Document section:
I just stopped doing the cooking for my household. Blind people can cook, but it's no picnic, if you will excuse the expression. It happens that my husband wanted a creative outlet. i was glad to hand it to him. I cannot see what's in the pan I'm stirring clearly any more and I haven't been able to read packages for some time. I can't say my heart is broken that I don't have to cook any more, but it is an ending.. something my life is getting fuller of all the time.
There was the last book I read visually for example, sometime in my late 20s. There was the last time I could see what was going on first on a TV screen and later on a movie screen. There was the last package I could read and then the last package I could even identify. I never drove, so I don't have that "last time" to mourn. There was also the last time I could go out on my own with no anxiety, the last time I could tell when the walk sign came on, or the last bus whose route number I could read.
That is not to say I am without resources. I have no patience at all with people who put down computer technology because I have the remarkably rewarding life I have largely thanks to the Internet, the web and the tools developed for people like me to use them. No I don't use speech reccognition -- my fingers work just fine, thank you very much. It's what's already on the screen I need help with, not what I want to put on it. For that I use unforgivably expensive assistive tech, namely software that lives inside my computer and both reads aloud to me and magnifies a portion of the screen for me. It is more physically and perhaps psychically taxing for me, but it is far from impossible.
Yes, I am amazing. I admit it. Actually what I am is restless, always looking for a new project, find it hard to sit still. I am intelligent and creative So I am unusually well equipped to cope with a disability. My favorite thing someone said to me recently was "You are very good at making lemonade." They meant of the lemons I have been given. That's exactly it... I am good at making lemonade.
I have one helluva life. I am married to my best friend and true love. I am comfortable financially, thanks to him primarily. I am free to pursue the profession I adore. My health is good enough. I live in a wonderful region, the Pacific Northwest. I was born at a time when all the tools I need are available. I have a gorgeous orange cat sitting next to my keyboard, a kitty who worships me.
So I hope, if you had any, I answered a few questions. It is my fond hope that you will accept me as I am, smart, funny, kind, and all of that part and parcel of me with or without fundus flavimaculatus.
If you have more questions, I will be happy to answer those I can.

Stored data:
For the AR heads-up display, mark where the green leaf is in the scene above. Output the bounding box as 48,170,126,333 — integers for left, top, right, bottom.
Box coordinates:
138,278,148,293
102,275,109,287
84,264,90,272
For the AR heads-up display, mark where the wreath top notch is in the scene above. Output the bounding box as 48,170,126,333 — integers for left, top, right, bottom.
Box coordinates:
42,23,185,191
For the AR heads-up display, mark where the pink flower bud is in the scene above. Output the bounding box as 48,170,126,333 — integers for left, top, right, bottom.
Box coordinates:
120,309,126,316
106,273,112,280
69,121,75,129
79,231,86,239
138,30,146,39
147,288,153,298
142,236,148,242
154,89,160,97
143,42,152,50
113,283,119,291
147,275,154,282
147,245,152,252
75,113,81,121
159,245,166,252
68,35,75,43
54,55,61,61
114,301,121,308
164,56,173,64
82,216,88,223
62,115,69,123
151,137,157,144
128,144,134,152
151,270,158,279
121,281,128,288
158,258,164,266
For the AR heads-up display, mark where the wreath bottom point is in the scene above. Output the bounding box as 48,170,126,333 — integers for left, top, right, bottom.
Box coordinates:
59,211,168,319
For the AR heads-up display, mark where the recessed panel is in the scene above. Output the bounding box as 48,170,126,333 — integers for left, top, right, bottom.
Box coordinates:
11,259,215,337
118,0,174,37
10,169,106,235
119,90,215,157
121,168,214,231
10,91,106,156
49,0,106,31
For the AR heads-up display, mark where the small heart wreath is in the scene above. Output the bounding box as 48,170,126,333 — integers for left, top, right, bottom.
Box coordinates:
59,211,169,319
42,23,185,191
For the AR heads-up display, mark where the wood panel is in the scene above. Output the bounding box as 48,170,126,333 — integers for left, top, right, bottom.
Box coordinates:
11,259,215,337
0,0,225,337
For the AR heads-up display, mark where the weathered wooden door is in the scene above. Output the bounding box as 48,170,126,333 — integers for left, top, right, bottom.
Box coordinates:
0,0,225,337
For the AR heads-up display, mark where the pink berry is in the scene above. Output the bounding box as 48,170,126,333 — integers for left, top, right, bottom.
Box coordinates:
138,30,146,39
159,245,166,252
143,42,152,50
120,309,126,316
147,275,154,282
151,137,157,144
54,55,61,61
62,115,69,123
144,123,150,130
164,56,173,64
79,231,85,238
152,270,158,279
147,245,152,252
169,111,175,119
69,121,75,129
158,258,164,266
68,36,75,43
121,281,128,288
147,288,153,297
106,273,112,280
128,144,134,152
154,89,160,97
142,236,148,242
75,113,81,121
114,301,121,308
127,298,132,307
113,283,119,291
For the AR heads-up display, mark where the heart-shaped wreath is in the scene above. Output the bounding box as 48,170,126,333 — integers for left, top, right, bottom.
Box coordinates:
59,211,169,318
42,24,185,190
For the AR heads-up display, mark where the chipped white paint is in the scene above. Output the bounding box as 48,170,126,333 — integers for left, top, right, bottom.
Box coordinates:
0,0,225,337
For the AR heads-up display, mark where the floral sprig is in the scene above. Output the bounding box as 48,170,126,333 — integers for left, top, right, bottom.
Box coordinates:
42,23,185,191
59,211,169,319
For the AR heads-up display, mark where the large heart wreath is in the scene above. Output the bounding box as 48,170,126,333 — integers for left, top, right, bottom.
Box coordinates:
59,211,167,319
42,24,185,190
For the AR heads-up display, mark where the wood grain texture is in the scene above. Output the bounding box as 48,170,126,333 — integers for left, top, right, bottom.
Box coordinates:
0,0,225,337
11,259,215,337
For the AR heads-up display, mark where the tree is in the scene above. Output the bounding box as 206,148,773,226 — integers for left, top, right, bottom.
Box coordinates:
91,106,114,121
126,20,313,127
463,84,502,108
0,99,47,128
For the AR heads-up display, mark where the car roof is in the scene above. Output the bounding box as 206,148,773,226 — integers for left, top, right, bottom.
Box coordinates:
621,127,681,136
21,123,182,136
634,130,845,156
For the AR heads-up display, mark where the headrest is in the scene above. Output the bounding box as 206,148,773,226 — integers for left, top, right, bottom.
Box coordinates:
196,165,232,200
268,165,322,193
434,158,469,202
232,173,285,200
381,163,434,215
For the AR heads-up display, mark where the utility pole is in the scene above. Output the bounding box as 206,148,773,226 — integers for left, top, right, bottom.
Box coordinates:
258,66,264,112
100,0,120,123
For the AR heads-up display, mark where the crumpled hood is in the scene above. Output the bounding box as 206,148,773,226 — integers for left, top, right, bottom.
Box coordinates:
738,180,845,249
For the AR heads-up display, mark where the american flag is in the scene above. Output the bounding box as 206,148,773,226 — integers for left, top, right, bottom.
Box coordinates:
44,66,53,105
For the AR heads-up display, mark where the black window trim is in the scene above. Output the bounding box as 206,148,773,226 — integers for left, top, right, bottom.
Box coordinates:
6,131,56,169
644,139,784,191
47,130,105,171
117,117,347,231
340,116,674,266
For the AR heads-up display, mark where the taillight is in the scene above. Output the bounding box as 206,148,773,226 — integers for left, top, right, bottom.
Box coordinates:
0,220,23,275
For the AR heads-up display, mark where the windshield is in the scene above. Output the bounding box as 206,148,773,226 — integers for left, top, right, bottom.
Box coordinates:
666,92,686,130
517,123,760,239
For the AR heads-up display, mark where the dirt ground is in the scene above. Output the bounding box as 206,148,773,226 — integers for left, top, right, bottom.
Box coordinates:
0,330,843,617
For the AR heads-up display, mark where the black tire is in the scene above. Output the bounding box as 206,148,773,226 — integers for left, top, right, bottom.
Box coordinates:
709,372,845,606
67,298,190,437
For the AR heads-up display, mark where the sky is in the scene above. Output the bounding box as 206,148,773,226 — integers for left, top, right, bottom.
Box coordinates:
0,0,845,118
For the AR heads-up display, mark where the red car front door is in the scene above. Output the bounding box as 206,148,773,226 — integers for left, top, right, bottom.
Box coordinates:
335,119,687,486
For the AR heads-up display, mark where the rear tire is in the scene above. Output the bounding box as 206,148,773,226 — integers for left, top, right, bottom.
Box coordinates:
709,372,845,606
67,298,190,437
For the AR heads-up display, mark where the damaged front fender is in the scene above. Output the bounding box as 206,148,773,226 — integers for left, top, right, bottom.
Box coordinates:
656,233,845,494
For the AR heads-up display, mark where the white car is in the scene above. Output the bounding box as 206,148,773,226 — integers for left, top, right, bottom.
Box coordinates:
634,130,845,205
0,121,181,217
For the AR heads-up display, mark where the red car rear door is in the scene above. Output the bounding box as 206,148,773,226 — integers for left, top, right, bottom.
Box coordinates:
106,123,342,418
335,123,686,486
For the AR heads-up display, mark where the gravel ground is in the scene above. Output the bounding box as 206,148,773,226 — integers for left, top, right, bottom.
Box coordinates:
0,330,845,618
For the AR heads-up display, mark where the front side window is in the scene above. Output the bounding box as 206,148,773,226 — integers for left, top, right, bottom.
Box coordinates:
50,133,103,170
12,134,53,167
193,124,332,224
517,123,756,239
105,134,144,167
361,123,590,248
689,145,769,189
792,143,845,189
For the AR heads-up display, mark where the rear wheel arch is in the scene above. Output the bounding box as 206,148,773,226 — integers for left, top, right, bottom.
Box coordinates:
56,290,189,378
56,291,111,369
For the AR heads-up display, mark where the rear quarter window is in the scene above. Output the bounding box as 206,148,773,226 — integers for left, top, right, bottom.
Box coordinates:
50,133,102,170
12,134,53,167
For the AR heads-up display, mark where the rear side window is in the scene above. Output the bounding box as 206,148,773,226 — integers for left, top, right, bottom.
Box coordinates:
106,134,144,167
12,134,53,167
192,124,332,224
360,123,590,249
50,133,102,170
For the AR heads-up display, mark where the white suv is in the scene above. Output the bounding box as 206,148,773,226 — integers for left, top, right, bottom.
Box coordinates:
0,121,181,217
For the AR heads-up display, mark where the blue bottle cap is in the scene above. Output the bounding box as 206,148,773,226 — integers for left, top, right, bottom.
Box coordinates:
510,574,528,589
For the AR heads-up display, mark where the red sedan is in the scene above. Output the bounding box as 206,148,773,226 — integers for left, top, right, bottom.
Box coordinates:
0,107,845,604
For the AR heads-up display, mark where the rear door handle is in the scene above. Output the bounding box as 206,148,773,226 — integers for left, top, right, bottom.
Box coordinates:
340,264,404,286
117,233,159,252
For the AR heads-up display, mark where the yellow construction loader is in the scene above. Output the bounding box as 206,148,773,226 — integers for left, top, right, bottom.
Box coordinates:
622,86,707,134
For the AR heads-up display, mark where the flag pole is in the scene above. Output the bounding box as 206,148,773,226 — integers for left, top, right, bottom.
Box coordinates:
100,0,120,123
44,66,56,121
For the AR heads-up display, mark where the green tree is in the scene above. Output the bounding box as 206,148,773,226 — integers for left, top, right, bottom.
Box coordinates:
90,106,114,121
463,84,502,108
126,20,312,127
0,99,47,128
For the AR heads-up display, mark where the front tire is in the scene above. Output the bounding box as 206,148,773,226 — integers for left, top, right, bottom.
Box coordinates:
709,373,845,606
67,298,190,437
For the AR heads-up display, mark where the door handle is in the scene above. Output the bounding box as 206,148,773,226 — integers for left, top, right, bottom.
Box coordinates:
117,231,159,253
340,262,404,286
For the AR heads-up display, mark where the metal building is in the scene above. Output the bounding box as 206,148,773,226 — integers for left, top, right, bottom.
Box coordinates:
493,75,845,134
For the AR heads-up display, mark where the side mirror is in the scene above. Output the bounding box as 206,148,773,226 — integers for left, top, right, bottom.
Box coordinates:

Problem to solve:
Could you copy word for word the part of the vision-loss essay above that runs from "Yes, I am amazing." up to and including "who worships me."?

Complete output:
Yes, I am amazing. I admit it. Actually what I am is restless, always looking for a new project, find it hard to sit still. I am intelligent and creative So I am unusually well equipped to cope with a disability. My favorite thing someone said to me recently was "You are very good at making lemonade." They meant of the lemons I have been given. That's exactly it... I am good at making lemonade.
I have one helluva life. I am married to my best friend and true love. I am comfortable financially, thanks to him primarily. I am free to pursue the profession I adore. My health is good enough. I live in a wonderful region, the Pacific Northwest. I was born at a time when all the tools I need are available. I have a gorgeous orange cat sitting next to my keyboard, a kitty who worships me.